● **Reading text**
Start

This is the mail archive of the
gcc-patches@gcc.gnu.org
mailing list for the GCC project.
Re: [RFA] [PATCH 4/4] Ignore reads of "dead" memory locations in DSE
- From: Christophe Lyon <christophe dot lyon at linaro dot org>
- To: Jeff Law <law at redhat dot com>
- Cc: Richard Biener <richard dot guenther at gmail dot com>, gcc-patches <gcc-patches at gcc dot gnu dot org>
- Date: Thu, 5 Oct 2017 21:40:23 +0200
- Subject: Re: [RFA] [PATCH 4/4] Ignore reads of "dead" memory locations in DSE
- Authentication-results: sourceware.org; auth=none
- References: <caf857de-0fdd-8a89-0f97-6764a8a9a6c1@redhat.com> <CAFiYyc2DMVcqSADbp-aymHo5TybD=jMY-g0FBAsBEBT+ONheCg@mail.gmail.com> <55bc5137-7a62-2e89-d678-addfe8e66079@redhat.com>
Hi Jeff,
On 7 September 2017 at 00:18, Jeff Law <law@redhat.com> wrote:
> Another old patch getting resurrected...

End

Excerpts from point annotation data:

Start

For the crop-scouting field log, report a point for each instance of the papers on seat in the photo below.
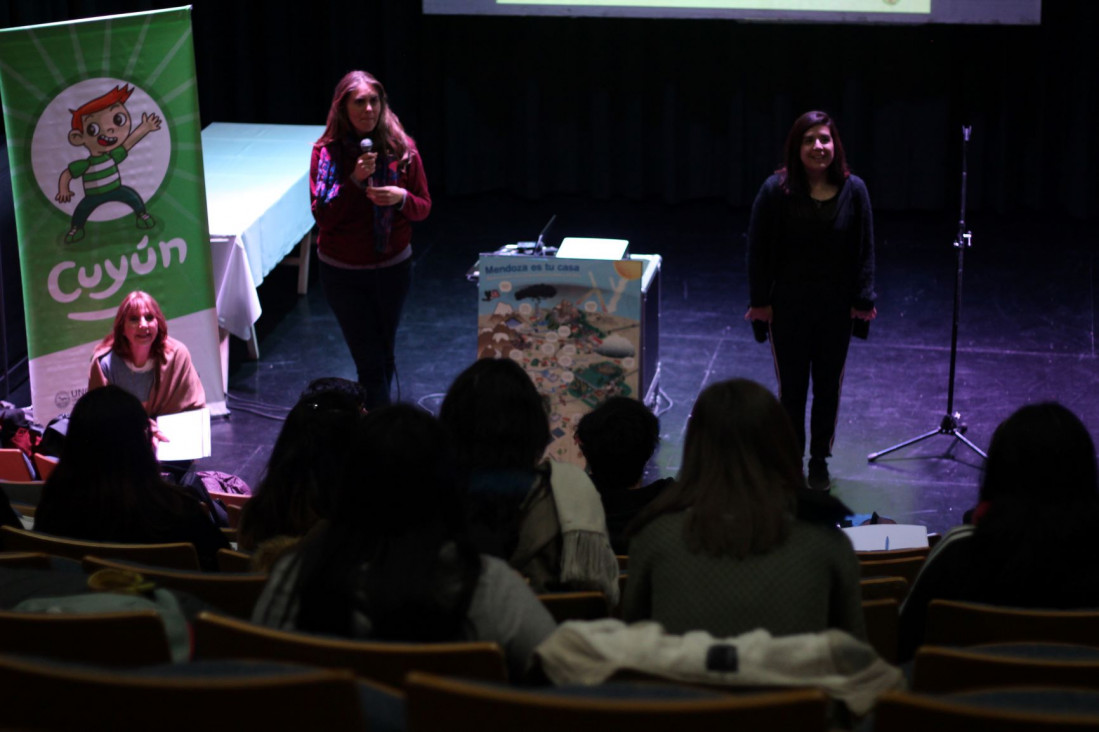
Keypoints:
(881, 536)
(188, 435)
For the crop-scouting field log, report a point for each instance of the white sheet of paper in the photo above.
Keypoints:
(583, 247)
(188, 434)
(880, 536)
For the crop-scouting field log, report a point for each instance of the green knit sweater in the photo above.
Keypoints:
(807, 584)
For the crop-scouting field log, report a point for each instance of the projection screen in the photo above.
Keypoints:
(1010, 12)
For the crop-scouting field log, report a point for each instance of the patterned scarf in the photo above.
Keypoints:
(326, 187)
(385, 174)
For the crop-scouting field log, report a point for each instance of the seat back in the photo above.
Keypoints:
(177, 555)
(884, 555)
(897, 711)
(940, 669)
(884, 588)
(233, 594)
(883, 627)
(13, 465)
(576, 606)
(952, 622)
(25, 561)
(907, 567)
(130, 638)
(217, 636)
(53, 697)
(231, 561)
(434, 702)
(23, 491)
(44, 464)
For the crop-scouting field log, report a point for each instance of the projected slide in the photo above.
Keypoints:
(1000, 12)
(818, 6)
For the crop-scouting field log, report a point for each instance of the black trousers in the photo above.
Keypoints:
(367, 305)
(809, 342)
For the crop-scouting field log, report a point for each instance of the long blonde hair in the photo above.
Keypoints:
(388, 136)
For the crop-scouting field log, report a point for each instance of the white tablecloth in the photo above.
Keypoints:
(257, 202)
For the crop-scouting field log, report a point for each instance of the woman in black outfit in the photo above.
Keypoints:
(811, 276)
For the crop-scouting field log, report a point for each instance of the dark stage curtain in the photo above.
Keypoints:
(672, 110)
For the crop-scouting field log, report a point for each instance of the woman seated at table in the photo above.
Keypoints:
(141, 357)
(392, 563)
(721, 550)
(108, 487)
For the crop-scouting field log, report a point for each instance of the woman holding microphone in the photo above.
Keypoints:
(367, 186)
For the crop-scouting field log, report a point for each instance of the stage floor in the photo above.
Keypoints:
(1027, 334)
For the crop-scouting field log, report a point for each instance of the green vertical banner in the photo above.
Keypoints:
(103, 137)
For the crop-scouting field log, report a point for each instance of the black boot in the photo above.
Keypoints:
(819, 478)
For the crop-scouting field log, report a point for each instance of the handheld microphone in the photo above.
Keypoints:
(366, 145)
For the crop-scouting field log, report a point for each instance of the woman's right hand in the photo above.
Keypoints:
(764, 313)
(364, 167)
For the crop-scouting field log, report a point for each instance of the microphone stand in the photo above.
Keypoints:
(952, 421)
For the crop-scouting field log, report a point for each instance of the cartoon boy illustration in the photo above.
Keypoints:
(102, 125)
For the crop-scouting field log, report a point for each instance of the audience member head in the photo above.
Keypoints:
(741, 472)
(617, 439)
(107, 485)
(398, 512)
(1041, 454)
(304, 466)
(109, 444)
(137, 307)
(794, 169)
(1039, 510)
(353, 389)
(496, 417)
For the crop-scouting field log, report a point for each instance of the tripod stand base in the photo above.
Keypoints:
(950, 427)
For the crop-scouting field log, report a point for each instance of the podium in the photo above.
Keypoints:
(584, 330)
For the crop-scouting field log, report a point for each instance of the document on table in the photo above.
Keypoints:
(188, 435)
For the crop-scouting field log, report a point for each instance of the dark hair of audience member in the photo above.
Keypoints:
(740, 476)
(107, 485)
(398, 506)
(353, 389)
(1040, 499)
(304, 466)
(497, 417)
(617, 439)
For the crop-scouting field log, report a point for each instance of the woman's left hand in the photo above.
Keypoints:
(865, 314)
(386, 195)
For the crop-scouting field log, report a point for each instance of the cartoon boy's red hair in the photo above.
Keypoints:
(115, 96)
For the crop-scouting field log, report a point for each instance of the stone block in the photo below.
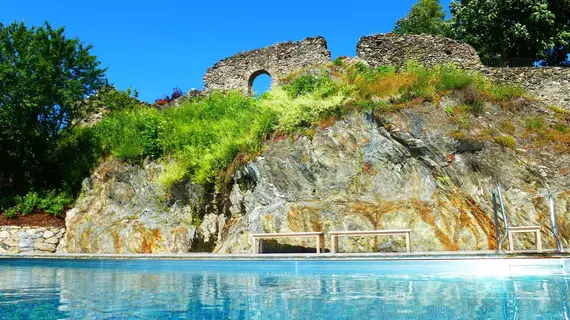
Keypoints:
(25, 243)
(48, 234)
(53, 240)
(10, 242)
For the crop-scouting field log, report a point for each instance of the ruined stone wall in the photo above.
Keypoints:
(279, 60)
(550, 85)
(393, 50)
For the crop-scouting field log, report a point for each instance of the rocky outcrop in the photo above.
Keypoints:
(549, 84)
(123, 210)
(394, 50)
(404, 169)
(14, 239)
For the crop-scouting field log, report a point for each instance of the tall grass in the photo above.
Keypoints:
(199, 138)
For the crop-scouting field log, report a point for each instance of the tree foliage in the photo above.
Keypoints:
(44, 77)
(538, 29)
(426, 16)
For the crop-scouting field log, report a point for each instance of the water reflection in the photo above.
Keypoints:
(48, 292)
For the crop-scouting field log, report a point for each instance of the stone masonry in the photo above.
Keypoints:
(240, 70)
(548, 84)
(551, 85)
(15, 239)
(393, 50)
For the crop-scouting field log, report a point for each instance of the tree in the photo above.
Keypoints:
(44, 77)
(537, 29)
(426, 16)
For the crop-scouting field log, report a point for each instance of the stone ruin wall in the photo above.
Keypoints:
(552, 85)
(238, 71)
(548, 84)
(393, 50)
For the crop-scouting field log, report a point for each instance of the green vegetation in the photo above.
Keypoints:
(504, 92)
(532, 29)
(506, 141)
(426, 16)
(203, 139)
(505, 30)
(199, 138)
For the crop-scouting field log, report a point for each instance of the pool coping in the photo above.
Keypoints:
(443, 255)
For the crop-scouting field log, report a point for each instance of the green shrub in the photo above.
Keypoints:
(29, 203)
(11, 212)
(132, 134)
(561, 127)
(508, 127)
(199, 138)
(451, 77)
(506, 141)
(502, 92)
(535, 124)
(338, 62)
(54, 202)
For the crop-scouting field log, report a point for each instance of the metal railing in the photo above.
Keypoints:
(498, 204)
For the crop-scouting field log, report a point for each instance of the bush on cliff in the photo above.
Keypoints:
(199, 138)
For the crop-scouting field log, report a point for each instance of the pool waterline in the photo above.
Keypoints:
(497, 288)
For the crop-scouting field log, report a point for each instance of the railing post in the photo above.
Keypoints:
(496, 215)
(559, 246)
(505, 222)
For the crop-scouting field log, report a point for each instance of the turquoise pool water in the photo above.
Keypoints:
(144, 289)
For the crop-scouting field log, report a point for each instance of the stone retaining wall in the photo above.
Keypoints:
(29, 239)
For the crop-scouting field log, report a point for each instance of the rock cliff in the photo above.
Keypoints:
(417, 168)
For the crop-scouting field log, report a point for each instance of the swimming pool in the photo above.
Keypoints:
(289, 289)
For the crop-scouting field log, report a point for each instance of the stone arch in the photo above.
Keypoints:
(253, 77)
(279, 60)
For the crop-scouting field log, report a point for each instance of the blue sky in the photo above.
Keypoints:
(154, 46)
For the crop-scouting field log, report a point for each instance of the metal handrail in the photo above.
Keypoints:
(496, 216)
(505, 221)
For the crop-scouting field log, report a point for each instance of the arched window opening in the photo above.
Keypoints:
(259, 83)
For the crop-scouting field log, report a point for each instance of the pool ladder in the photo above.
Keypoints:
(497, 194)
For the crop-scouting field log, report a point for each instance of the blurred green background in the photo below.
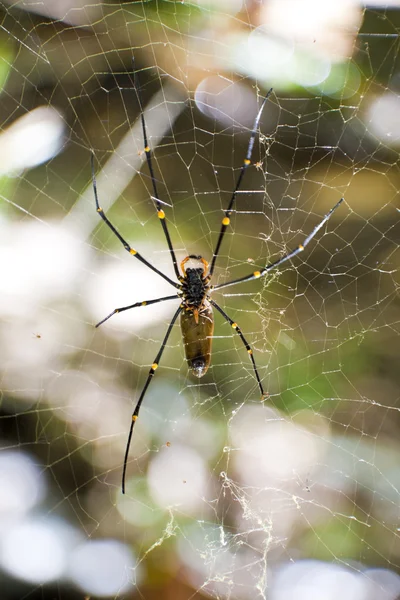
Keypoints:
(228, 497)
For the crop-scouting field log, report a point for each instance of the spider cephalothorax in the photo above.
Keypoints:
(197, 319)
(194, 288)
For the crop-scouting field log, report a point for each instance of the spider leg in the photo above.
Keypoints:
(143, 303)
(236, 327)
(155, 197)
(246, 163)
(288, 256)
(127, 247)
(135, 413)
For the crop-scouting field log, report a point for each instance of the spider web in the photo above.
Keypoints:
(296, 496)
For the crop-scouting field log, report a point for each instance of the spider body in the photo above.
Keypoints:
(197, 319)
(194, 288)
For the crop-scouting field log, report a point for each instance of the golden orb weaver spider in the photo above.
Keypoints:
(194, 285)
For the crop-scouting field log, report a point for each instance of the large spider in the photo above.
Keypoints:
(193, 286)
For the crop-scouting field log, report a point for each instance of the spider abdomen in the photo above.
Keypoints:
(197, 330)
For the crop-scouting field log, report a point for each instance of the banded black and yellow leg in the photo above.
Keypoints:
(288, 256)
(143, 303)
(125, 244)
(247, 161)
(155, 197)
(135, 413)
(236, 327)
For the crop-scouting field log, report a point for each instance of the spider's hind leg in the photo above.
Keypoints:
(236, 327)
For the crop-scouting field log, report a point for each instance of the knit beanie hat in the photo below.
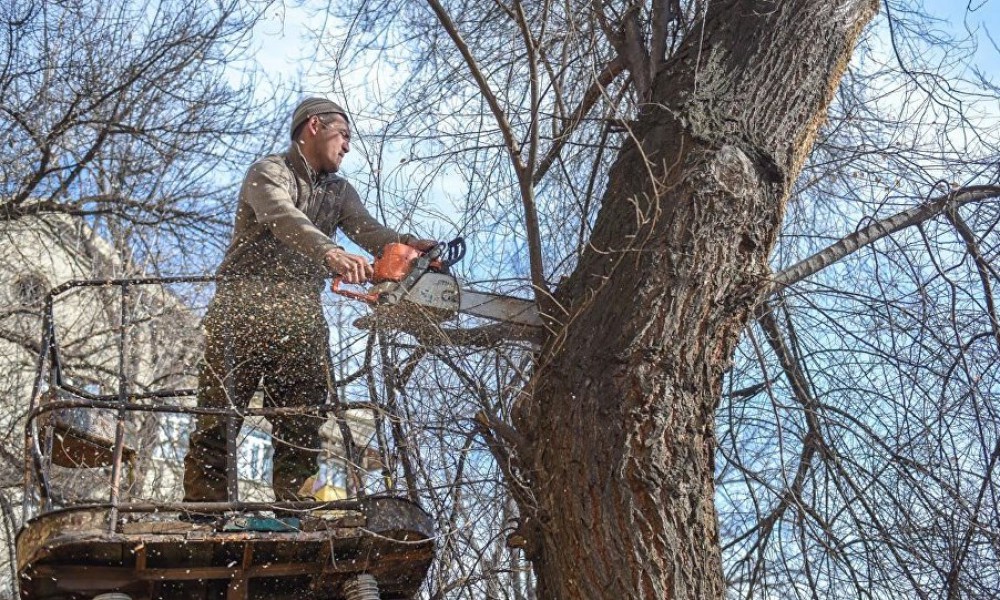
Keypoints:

End

● **Set of tasks**
(1) Answer these questions from the mailing list post:
(a) Which mailing list is this archive for?
(b) What date and time does the reply carry?
(c) On what date did Jeff Law write the message being quoted?
(2) Reproduce the stretch of the mailing list post from "This is the" through "patch getting resurrected..." word for word.

● **Responses in order**
(1)
(a) gcc-patches@gcc.gnu.org
(b) Thu, 5 Oct 2017 21:40:23 +0200
(c) 7 September 2017

(2)
This is the mail archive of the
gcc-patches@gcc.gnu.org
mailing list for the GCC project.
Re: [RFA] [PATCH 4/4] Ignore reads of "dead" memory locations in DSE
- From: Christophe Lyon <christophe dot lyon at linaro dot org>
- To: Jeff Law <law at redhat dot com>
- Cc: Richard Biener <richard dot guenther at gmail dot com>, gcc-patches <gcc-patches at gcc dot gnu dot org>
- Date: Thu, 5 Oct 2017 21:40:23 +0200
- Subject: Re: [RFA] [PATCH 4/4] Ignore reads of "dead" memory locations in DSE
- Authentication-results: sourceware.org; auth=none
- References: <caf857de-0fdd-8a89-0f97-6764a8a9a6c1@redhat.com> <CAFiYyc2DMVcqSADbp-aymHo5TybD=jMY-g0FBAsBEBT+ONheCg@mail.gmail.com> <55bc5137-7a62-2e89-d678-addfe8e66079@redhat.com>
Hi Jeff,
On 7 September 2017 at 00:18, Jeff Law <law@redhat.com> wrote:
> Another old patch getting resurrected...